**** Data for processing

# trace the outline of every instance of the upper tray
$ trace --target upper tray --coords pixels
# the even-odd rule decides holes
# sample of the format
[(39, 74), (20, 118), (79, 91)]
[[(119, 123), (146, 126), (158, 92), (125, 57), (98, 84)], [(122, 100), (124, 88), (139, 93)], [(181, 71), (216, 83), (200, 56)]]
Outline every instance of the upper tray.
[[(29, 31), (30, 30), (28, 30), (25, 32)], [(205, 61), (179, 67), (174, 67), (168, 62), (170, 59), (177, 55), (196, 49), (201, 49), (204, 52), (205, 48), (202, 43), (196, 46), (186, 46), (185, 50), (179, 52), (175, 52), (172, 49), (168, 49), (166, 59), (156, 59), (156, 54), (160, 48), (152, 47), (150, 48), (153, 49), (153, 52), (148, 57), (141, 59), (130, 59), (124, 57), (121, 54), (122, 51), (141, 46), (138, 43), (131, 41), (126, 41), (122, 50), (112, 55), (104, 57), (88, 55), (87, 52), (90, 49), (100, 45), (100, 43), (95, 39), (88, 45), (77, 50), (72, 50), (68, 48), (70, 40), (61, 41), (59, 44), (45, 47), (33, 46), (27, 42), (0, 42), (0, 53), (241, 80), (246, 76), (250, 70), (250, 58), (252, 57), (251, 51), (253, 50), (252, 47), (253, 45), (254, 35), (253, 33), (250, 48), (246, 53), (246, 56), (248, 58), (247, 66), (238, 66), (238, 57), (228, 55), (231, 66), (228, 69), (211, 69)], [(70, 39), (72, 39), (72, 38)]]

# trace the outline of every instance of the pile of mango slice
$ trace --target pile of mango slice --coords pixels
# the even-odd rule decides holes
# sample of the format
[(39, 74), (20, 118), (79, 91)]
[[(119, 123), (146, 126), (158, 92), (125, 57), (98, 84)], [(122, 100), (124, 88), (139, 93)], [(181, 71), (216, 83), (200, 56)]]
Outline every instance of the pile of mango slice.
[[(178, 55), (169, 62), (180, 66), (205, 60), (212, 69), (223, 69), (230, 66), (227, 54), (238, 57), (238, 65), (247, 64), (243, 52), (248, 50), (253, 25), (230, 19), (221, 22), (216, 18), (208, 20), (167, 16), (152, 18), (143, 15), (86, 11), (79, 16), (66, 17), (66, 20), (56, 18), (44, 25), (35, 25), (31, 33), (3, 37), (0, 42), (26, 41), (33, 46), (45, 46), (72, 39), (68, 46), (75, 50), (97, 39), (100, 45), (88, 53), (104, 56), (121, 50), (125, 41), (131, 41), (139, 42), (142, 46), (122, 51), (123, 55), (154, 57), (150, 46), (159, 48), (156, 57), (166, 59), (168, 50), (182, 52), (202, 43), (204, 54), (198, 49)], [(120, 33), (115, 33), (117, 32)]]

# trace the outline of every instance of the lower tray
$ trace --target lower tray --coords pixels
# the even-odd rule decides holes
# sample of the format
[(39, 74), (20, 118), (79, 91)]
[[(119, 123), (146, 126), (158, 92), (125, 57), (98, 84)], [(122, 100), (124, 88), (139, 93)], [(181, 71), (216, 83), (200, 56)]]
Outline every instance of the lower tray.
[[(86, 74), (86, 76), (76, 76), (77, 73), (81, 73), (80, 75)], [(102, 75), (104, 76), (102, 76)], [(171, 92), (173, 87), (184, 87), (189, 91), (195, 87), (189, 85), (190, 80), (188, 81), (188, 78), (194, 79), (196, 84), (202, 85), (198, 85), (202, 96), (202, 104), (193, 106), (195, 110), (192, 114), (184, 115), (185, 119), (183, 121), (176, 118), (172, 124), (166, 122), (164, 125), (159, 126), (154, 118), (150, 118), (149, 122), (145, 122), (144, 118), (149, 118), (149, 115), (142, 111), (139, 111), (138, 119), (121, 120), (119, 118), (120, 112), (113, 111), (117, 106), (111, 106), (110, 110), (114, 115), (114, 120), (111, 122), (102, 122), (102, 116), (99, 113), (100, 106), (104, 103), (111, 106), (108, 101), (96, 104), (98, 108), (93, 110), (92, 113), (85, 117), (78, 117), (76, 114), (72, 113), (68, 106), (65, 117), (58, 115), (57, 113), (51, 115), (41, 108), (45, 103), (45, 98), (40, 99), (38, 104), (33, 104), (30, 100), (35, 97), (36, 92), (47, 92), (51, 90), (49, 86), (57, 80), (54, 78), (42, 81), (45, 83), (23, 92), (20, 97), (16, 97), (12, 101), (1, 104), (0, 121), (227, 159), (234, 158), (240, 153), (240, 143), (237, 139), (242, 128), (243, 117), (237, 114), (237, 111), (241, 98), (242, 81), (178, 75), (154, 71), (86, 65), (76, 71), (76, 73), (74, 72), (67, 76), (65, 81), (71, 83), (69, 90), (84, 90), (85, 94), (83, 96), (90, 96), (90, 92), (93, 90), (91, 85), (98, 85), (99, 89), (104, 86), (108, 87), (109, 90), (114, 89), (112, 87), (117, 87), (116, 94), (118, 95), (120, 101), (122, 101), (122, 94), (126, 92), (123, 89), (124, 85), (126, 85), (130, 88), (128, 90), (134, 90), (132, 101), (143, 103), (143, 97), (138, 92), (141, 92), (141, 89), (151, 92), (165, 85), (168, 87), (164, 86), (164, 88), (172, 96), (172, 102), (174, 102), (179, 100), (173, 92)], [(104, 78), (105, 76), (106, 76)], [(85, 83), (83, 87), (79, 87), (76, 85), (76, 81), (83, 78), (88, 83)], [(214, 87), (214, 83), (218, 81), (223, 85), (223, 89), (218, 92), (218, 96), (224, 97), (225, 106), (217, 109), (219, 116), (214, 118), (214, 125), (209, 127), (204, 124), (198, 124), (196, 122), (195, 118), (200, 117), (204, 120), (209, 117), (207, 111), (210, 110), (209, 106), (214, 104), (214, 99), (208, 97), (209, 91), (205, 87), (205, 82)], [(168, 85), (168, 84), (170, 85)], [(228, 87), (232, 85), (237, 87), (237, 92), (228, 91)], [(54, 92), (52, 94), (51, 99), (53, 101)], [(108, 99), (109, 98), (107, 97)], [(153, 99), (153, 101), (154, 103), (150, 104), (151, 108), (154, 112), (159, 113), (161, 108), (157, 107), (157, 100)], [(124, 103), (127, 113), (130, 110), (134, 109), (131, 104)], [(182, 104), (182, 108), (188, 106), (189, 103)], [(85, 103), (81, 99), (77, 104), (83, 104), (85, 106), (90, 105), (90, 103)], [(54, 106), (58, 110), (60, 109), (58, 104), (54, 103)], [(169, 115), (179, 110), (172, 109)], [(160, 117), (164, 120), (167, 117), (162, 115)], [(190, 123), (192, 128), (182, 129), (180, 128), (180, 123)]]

********

Can you reproduce, character for character, the lines running from the start of the items through the line containing "Outline every instance of the upper tray.", including that line?

# trace the outline of every instance of the upper tray
$ trace --target upper tray --coords pixels
# the even-odd rule decides holes
# sample of the format
[(39, 74), (20, 118), (79, 91)]
[[(119, 123), (146, 126), (158, 92), (125, 57), (98, 84)], [(122, 100), (124, 88), (139, 93)], [(181, 71), (216, 83), (200, 56)]]
Outline every instance of the upper tray.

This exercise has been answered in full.